WORK REQUEST 1: In the opinion piece on the Regional Connector, how much does the Regional Connector cost?
WORK REQUEST 2: Extend the opinion piece on the Regional Connector, starting right after its last sentence.

SOURCE EXTRACT:
------------

What the Regional Connector will bring us

What, if anything, will the Regional Connector bring us?

Or has it come too late?

The June 16 opening of a two-mile rail tunnel under downtown L.A. might not seem like a big deal. But L.A. is opening the most significant piece of its 21st-century Metro rail system when public transit faces maximum peril.

The pandemic, along with work-from-home policies and crime fears, cratered ridership on transit systems. Now, at the height of the state budget season, Gov. Gavin Newsom and the legislature are preparing to address the deficit by cutting more than $2 billion for transit infrastructure .

As a result, the opening of the Regional Connector risks becoming a triumph worthy of Emily Dickinson, who wrote, “Victory comes late / And is held low to freezing lips … How sweet it would have tasted.”

Please forgive the poetry. But I feel wistful thinking of the places to which the Regional Connector might have connected me, had it been built decades ago. It was first envisioned in the 1980s, seriously studied in the 1990s, and planned in the 2000s.

The $1.7 billion Regional Connector’s purpose lies in its name: It connects three of the L.A. region’s separate light-rail lines into one integrated system.

In practice, the connector creates a north-south line, running from Azusa through downtown to Long Beach, and an east-west line, from East L.A. to Santa Monica. It adds three new underground stations along its downtown path.

Oh, how I wish the Regional Connector had been finished in the 2010s, when I worked in Santa Monica, and spent two hours on trains commuting from the San Gabriel Valley. It would have been super-convenient in the 2000s, back when I worked at the LA Times downtown — the connector’s new Historic Broadway station is across the street from the old Times headquarters. For most of my life, I would have loved to have taken the north-south line down to Long Beach to visit my cousins on my father’s side. But they are all dead, or moved elsewhere.

Transit delayed is transit denied. If L.A. hadn’t spent the second half of the 20th century dithering on transit, we’d be better connected now. Transit investment might have given L.A. some ballast to withstand the economic retrenchment of the 1990s, and to prevent the current shrinking and aging of the population. More transit would have cemented connections, fostering new development, new businesses, new housing, new friendships, new families.

------------

Point location data

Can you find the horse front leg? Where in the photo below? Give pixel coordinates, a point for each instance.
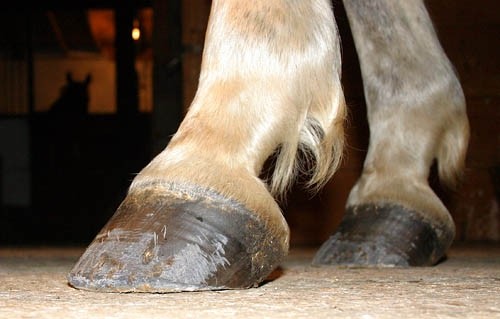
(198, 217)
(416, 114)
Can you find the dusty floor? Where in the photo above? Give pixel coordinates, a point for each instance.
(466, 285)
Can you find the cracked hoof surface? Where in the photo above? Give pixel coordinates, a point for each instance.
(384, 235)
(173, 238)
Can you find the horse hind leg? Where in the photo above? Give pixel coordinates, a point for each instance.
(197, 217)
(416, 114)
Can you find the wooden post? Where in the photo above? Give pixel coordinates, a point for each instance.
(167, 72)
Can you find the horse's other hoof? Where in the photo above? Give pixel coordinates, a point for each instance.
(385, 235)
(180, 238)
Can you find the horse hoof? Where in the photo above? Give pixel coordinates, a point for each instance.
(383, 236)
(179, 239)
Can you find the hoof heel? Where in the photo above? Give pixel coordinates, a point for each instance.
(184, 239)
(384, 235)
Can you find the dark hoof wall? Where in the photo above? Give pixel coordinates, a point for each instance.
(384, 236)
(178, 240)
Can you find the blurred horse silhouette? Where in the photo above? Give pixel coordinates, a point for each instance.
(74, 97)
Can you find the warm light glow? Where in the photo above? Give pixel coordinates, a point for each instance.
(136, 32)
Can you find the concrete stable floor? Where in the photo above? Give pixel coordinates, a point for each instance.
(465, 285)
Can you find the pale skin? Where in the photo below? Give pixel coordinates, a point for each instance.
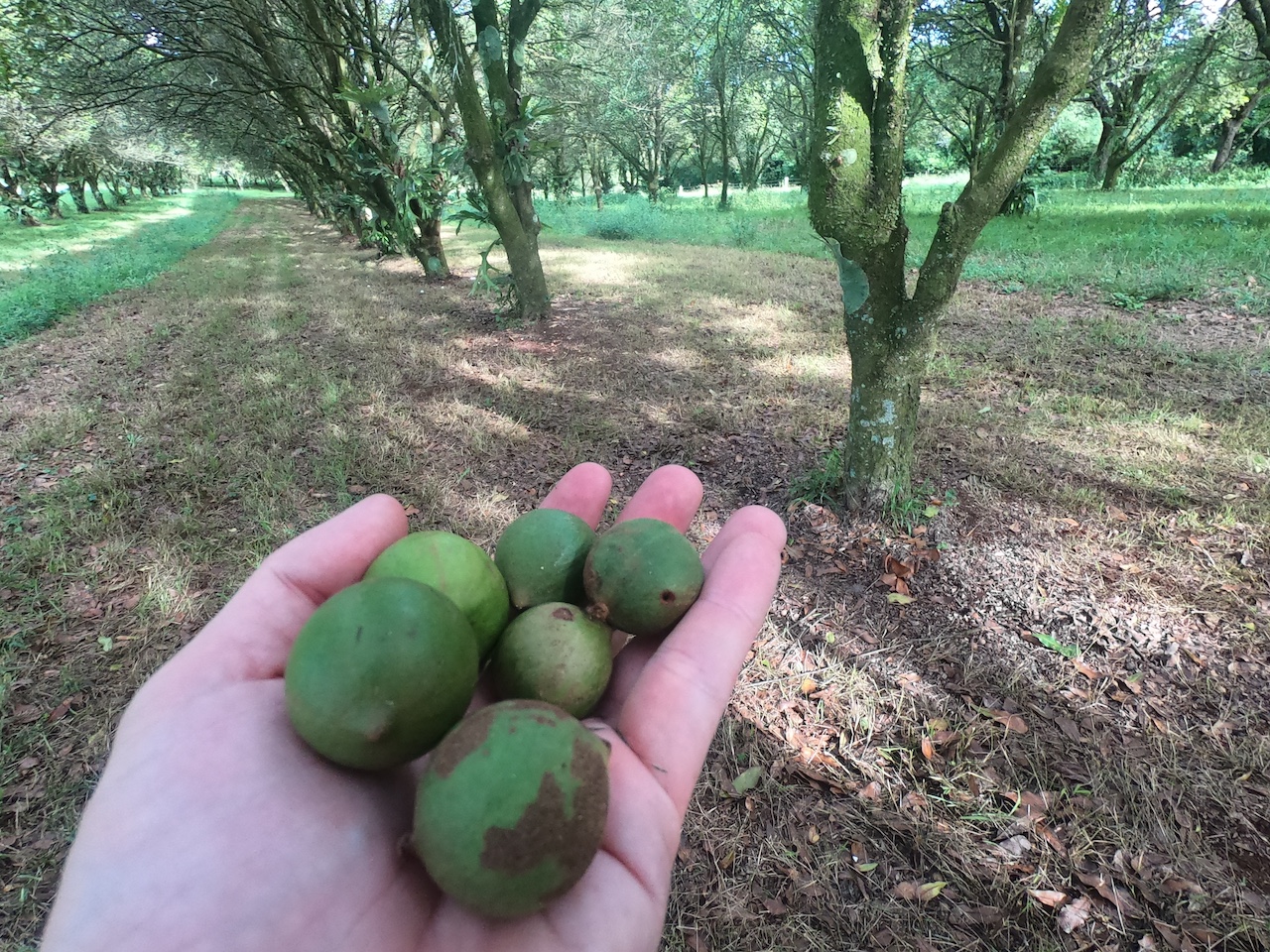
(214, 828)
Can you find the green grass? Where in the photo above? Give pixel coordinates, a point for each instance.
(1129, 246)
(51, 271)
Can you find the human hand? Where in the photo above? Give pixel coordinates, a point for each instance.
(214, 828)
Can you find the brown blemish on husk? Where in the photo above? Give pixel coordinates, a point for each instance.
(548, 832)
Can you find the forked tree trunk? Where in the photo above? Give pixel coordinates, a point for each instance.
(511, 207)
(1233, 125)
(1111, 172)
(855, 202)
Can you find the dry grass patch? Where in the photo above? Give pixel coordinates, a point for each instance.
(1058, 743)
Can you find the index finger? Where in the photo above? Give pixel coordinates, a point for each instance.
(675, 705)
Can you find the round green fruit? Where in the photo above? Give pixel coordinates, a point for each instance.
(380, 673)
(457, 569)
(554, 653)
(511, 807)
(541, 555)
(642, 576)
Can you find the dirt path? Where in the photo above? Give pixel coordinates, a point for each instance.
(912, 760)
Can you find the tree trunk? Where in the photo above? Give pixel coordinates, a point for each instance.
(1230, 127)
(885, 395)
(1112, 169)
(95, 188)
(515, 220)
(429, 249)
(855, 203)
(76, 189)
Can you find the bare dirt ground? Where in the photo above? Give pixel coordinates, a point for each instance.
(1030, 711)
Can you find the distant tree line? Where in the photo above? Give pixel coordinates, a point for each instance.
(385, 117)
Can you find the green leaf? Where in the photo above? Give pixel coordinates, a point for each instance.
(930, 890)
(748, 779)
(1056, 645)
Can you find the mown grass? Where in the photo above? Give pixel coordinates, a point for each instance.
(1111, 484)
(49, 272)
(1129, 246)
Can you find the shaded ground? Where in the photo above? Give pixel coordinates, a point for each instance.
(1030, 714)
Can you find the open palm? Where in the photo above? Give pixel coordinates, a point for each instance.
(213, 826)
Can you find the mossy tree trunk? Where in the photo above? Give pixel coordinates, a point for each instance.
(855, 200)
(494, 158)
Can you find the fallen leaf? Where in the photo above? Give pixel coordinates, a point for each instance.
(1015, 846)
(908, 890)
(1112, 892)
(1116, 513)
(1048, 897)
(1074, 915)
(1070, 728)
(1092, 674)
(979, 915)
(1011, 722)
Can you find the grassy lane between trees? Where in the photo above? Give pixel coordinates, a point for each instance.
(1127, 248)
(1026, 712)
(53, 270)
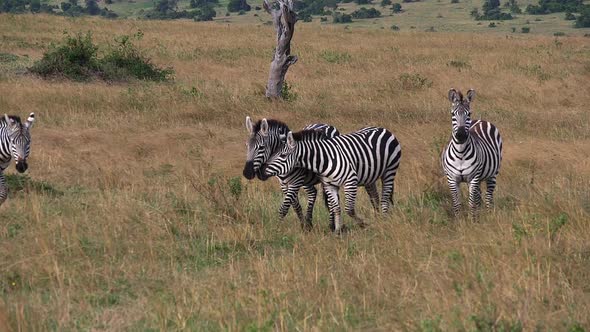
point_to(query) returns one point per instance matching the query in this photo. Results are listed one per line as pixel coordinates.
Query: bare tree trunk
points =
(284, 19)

------------

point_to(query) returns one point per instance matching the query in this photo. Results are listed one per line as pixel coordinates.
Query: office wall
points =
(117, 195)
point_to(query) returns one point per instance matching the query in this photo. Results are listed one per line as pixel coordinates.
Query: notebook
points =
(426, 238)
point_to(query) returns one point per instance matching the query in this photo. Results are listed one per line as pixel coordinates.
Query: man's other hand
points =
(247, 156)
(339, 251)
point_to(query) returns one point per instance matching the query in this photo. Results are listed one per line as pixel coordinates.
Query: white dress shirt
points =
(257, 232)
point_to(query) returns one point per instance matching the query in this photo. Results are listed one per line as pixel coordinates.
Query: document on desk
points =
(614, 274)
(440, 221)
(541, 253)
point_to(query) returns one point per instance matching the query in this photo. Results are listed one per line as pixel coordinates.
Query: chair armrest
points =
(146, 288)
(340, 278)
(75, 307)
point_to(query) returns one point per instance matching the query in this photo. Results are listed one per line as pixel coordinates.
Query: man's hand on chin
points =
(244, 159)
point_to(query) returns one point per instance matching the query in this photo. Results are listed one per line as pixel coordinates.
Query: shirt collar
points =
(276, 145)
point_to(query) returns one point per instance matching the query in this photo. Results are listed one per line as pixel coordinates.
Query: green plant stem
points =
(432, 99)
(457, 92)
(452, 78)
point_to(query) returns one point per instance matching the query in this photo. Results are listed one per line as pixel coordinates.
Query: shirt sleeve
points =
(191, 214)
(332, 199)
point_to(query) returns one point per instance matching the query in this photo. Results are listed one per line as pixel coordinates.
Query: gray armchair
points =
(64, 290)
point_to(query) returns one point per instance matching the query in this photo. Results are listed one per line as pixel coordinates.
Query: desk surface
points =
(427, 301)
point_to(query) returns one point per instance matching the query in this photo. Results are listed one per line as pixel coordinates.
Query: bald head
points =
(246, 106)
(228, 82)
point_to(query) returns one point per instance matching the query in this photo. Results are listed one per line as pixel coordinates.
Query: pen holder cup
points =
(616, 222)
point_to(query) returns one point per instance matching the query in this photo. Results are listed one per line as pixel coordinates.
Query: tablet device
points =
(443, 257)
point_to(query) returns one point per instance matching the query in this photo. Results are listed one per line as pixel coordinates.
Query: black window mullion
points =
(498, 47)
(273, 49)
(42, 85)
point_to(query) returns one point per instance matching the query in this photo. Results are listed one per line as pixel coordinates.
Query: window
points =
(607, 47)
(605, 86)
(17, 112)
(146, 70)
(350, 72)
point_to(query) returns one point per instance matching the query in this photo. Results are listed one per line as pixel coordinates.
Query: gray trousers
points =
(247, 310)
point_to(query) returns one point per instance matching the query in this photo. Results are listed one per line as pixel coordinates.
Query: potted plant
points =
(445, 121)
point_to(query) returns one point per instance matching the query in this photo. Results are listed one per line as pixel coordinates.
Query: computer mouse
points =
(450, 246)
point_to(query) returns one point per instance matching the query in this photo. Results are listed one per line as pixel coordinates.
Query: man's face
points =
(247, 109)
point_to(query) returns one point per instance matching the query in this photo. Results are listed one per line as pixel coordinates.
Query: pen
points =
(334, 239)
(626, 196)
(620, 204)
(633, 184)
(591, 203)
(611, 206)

------------

EXERCISE RESPONSE 1: $1.7 billion

EXERCISE RESPONSE 2:
The Regional Connector will arrive too late — unless we change our defeatist mindset that wealthy California can’t transform itself. I hope its new, integrated rail lines bring many more people downtown, and draw more ambitious young people here. I hope they become the favored way for people in East L.A. to travel to West Side beaches and jobs. I hope they pull us away from our screens and out of our homes, to see each other again.

This summer, every Californian should read Henry George’s once famous 1868 essay, “What the Railroad Will Bring Us,” in which he contemplated how the state might take advantage of the a much larger regional connector, the transcontinental railroad.

At that time, as now, California seemed too expensive for average people to make it here. But George counseled that the state was struggling, not stuck. Indeed, its problems demonstrated its potential.

“For years,” George wrote, “the high rate of interest and the high rate of wages prevailing in California have been special subjects for the lamentation of a certain school of local political economists, who could not see that high wages and high interest were indications that the natural wealth of the country was not yet monopolized, that great opportunities were open to all.”

Let’s recapture George’s spirit now. If we get on board, if we open new connections, maybe L.A. and California can relocate their true selves. And we can grow again.

Joe Mathews writes the Connecting California column for Zócalo Public Square.